+++ MATERIAL TO PROCESS +++

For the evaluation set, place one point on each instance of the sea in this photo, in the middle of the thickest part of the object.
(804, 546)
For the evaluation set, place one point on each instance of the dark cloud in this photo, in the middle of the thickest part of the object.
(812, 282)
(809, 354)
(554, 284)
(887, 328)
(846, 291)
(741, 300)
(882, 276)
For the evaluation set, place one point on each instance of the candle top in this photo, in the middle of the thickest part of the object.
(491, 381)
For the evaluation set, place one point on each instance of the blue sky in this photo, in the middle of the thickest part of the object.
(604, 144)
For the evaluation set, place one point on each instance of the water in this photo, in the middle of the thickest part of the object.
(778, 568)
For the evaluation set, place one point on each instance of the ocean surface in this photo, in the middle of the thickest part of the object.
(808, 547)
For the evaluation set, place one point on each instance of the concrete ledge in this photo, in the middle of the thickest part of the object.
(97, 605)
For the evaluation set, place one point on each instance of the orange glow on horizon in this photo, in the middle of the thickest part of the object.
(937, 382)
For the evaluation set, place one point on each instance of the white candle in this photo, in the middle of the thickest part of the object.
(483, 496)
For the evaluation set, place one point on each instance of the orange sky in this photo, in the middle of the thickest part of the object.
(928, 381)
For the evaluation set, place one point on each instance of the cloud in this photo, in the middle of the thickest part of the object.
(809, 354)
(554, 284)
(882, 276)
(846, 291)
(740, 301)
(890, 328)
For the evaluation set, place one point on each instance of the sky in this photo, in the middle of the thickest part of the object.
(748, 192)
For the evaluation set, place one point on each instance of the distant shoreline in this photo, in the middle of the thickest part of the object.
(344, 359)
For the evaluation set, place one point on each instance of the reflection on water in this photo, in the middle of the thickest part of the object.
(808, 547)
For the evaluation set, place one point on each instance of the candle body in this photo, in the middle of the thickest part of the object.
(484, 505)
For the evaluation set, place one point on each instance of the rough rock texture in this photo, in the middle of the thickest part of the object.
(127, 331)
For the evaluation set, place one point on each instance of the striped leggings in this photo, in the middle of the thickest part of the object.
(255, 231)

+++

__EXERCISE DIRECTIONS__: Reproduce every line above word for word, from the first to the last.

__SOLUTION BELOW__:
For the evaluation set, place one point on each instance of the sea in this photo, in the middle of the thickest part of the object.
(804, 546)
For the evaluation set, place one point on each instance of the dark cloud in this photo, in the middle of the thickest part of the object.
(812, 282)
(809, 354)
(554, 284)
(887, 328)
(846, 291)
(741, 300)
(882, 276)
For the evaluation set, place one point on each instance of the candle top in this photo, in the middle of the thickest part of the object.
(491, 381)
For the evaluation set, place one point on each instance of the blue sky in this photo, in the middle of the thickest part of the object.
(604, 144)
For the evaluation set, place one point on each instance of the water in this photo, in the middle of the thickest part of the object.
(778, 568)
For the evaluation set, place one point on each instance of the ocean surface in this photo, in the middle of the thickest part of the object.
(808, 547)
For the evaluation set, place one point on each instance of the concrete ledge in this photo, in the middle of the thickest part of the object.
(97, 605)
For the evaluation set, place one point on each instance of the orange glow on horizon in this photo, in the middle of the thickest part of the object.
(937, 382)
For the evaluation set, place one point on each instance of the white candle in this photo, in the middle of the thickest part of the object.
(483, 496)
For the evaluation set, place one point on each instance of the orange sky in this photo, in the middle of the thickest part of the object.
(928, 381)
For the evaluation set, place one point on each instance of the cloud in this photo, in the middle of the thickest part of the object.
(809, 354)
(554, 284)
(882, 276)
(846, 291)
(740, 301)
(890, 328)
For the evaluation set, place one point on each instance of the sky in this photo, in the middle of the thickest part of the object.
(748, 192)
For the evaluation set, place one point on each instance of the distant shoreline in this photo, in the middle of the thickest part of the object.
(344, 359)
For the evaluation set, place one point on each instance of the reflection on water in this photo, in the middle of the thickest part of the object.
(808, 547)
For the evaluation set, place one point on each instance of the candle body in this photo, in the middle of the thickest part of the object.
(484, 505)
For the evaluation set, place one point on each instance of the rough rock texture in this photo, in the middle of the thickest part of the object.
(127, 331)
For the evaluation set, place one point on each instance of the striped leggings in this photo, in the middle of the thickest part of the object.
(255, 231)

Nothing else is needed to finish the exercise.